JET, like any research facility, must be continuously developed and upgraded in order to remain at the cutting edge in its field. JET, in particular, as the largest operating tokamak in the world is often called upon to test new concepts in conditions as close as possible to those foreseen for ITER, JET’s international successor. Indeed, the presently running upgrade programme for JET, the so-called Enhancement Programme 2 or EP2, is specifically targeted at support of ITER. Such enhancement programmes necessarily involve industrial participation in manufacturing and, often, developing the necessary components. The budget for procurements for EP2, for example, is over 60 Million Euros, funded largely directly by the European Commission but also in part by the JET Joint Fund to which not only the Commission but also the European Fusion Associates contribute.

The benefits to industry in Europe of working with JET are more than simply the value of the contracts received.

The largest activity in EP2 is the so-called ITER-Like Wall Project in which the plasma-facing components inside JET will be changed from carbon to the combination of beryllium and tungsten. This is the combination of materials that is foreseen for the wall in ITER. In order to accomplish this, more than 80,000 parts are being procured with the work divided between 19 different industrial contracts. Furthermore, in support of this change of wall material, the JET diagnostic suite is being significantly upgraded in order to be able to properly interpret the new results with the metal wall.

The benefits to industry in Europe of working with JET are more than simply the value of the contracts received. The technologies developed can have applications also in other fields. A recent example is a detector made of artificial diamond developed by the Italian Association ENEA for measuring the number and energy spectrum of neutrons emitted from the JET plasma. These detectors are being considered for application to high-energy physics research. For many firms, improvements in quality control necessary to meet JET standards are also qualifying them to bid for work on ITER. Moreover JET, as a high profile, high-tech research centre, provides a valuable reference for firms seeking to build a positive technical or scientific reputation.

*RECORDS*.
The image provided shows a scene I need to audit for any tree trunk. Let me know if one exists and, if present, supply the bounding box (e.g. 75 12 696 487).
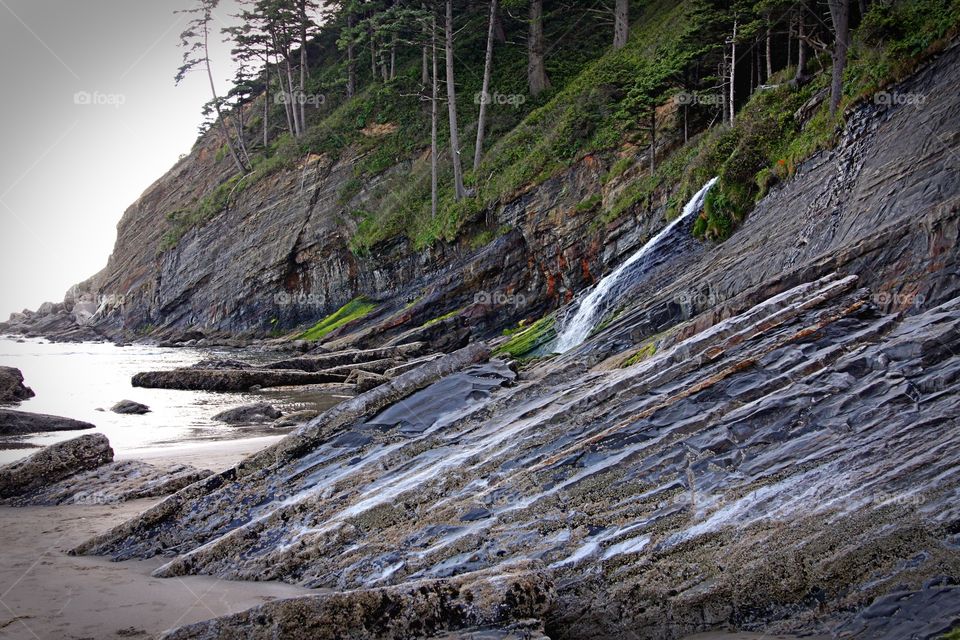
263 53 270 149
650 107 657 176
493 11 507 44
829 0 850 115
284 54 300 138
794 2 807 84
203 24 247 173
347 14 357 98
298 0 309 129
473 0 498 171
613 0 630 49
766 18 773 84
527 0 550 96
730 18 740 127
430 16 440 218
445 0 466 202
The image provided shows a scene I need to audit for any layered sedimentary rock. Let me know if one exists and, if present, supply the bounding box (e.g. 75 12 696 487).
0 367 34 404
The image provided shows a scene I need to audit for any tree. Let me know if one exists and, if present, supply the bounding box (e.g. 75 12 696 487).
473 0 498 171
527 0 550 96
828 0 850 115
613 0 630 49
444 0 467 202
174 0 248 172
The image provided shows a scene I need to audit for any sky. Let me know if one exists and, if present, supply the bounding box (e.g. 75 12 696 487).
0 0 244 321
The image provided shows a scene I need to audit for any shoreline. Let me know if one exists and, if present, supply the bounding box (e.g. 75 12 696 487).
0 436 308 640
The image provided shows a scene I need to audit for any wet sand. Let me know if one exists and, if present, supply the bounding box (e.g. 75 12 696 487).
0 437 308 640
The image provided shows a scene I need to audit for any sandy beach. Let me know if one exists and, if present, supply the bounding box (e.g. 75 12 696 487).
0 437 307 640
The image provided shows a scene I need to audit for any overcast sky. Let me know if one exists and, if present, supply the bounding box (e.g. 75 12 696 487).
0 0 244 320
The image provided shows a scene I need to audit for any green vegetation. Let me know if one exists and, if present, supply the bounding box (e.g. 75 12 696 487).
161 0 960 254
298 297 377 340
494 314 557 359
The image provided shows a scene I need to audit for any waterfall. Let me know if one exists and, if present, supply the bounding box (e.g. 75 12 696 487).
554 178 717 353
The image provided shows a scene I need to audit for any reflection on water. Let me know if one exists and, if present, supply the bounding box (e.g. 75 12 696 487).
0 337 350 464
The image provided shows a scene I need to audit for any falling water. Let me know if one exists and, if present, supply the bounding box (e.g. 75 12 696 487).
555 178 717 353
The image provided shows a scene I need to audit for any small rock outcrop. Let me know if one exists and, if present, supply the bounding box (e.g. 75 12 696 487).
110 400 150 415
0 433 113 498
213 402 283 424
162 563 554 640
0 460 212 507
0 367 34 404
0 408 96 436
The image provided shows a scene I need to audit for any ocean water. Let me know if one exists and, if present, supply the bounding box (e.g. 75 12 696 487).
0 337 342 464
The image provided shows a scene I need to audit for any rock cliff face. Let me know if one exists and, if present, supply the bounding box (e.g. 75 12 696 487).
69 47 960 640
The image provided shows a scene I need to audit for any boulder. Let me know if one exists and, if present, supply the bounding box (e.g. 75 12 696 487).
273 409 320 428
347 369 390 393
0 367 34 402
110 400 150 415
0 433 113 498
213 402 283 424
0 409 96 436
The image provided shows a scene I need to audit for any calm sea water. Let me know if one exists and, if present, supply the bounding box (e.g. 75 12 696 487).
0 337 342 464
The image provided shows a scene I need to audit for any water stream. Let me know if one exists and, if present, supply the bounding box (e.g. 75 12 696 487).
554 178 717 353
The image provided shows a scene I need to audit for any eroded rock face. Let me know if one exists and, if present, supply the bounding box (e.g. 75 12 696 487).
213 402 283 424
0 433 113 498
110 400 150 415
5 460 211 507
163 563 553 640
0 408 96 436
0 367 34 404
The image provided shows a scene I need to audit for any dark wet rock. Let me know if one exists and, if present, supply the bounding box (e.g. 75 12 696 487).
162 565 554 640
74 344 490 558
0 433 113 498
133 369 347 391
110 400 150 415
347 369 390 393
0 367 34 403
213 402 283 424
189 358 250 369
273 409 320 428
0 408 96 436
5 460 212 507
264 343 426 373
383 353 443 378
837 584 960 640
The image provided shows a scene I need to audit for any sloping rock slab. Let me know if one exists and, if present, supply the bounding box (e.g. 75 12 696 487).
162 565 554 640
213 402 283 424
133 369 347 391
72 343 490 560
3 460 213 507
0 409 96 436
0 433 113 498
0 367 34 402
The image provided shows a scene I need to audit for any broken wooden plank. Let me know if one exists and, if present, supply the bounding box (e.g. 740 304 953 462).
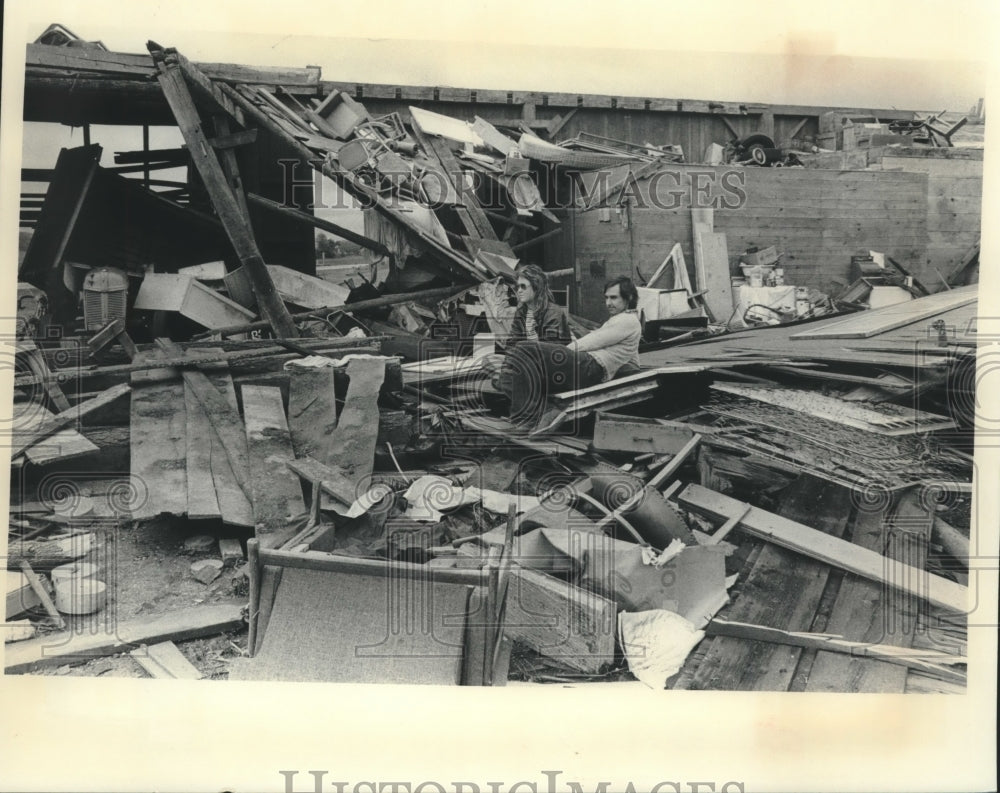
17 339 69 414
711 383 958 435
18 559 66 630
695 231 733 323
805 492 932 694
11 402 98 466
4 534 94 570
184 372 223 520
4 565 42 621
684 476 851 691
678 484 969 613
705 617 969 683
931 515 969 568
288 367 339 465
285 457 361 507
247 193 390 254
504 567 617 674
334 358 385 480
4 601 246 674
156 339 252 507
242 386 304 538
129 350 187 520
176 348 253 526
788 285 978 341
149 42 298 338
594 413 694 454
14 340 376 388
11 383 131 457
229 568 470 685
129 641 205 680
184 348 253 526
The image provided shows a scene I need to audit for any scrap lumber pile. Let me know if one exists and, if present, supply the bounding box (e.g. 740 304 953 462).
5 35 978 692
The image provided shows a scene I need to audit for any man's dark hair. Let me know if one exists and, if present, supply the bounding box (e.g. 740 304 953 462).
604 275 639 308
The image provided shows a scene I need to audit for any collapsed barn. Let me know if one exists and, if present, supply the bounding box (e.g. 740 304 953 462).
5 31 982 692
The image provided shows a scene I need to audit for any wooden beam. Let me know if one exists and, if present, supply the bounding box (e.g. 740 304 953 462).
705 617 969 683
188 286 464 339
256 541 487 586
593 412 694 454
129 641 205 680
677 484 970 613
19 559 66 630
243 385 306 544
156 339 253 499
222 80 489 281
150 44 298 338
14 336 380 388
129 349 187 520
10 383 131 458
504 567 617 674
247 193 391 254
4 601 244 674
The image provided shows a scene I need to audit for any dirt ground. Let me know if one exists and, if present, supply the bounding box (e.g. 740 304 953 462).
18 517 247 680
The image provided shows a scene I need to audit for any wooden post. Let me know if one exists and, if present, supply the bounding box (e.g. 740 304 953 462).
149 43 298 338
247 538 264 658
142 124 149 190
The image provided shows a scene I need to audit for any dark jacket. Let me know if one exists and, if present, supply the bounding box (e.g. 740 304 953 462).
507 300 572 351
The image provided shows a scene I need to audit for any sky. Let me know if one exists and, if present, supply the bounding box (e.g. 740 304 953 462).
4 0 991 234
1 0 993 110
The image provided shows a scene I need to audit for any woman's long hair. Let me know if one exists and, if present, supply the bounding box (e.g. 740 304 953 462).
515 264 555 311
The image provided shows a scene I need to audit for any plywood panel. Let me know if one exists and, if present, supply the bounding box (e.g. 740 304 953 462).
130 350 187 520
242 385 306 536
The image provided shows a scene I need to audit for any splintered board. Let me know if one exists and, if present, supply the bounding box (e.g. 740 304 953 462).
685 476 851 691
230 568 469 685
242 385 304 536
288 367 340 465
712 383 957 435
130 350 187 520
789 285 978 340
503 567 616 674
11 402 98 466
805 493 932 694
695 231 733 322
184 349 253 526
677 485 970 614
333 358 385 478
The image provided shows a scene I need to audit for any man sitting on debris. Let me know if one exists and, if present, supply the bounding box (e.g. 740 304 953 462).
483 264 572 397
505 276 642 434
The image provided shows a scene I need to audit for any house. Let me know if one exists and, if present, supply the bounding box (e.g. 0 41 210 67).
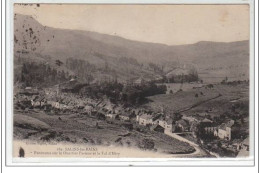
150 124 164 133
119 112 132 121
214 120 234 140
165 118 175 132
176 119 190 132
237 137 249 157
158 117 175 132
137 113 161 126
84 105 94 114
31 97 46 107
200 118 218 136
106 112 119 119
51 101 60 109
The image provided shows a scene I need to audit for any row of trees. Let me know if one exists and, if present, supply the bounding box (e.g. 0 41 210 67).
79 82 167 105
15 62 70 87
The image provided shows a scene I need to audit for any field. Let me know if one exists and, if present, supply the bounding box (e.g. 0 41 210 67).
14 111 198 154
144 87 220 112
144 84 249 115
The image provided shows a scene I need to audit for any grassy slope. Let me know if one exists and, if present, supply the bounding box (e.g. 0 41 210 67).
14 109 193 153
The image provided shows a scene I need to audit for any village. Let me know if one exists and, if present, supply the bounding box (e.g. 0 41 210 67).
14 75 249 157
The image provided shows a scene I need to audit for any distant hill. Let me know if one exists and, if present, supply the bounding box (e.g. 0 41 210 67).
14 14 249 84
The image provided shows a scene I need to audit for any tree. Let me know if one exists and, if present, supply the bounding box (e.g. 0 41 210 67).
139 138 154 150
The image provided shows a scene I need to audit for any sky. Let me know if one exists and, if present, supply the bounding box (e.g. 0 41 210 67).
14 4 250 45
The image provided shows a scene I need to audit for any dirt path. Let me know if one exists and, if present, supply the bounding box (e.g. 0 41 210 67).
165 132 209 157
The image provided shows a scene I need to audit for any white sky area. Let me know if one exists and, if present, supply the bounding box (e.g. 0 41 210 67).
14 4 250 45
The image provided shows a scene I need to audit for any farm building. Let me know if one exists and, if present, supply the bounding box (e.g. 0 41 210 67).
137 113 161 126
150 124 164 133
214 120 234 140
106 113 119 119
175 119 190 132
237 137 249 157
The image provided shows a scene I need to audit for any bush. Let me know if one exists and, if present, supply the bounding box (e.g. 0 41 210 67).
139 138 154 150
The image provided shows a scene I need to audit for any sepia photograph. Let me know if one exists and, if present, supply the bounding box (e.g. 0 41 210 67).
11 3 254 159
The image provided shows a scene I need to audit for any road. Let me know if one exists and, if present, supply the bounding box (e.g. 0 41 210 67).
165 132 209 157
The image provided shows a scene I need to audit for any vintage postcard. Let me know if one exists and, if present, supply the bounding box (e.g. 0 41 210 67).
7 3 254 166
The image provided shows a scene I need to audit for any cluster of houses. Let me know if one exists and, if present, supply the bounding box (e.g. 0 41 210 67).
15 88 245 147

*ACTIVITIES*.
(1) Using the JET text, answer these questions:
(a) How large is the procurement budget for EP2?
(b) Between how many industrial contracts is the ITER-Like Wall work divided?
(c) Which organization developed the artificial diamond detector?
(2) For each statement, say whether it agrees with the JET text, and quote the words that decide it:
(a) The ITER-Like Wall Project replaces carbon plasma-facing components with beryllium and tungsten.
(b) EP2 is funded entirely by the European Commission.
(c) The diamond detectors are being considered for high-energy physics research.
(3) Reproduce the passage of the JET text starting with "The largest activity" and going on through "the metal wall.".

*ANSWERS TO THE EXERCISES*.
(1)
(a) Over 60 Million Euros.
(b) 19.
(c) The Italian Association ENEA.

(2)
(a) Yes: "the plasma-facing components inside JET will be changed from carbon to the combination of beryllium and tungsten"
(b) No: "funded largely directly by the European Commission but also in part by the JET Joint Fund"
(c) Yes: "These detectors are being considered for application to high-energy physics research."

(3)
The largest activity in EP2 is the so-called ITER-Like Wall Project in which the plasma-facing components inside JET will be changed from carbon to the combination of beryllium and tungsten. This is the combination of materials that is foreseen for the wall in ITER. In order to accomplish this, more than 80,000 parts are being procured with the work divided between 19 different industrial contracts. Furthermore, in support of this change of wall material, the JET diagnostic suite is being significantly upgraded in order to be able to properly interpret the new results with the metal wall.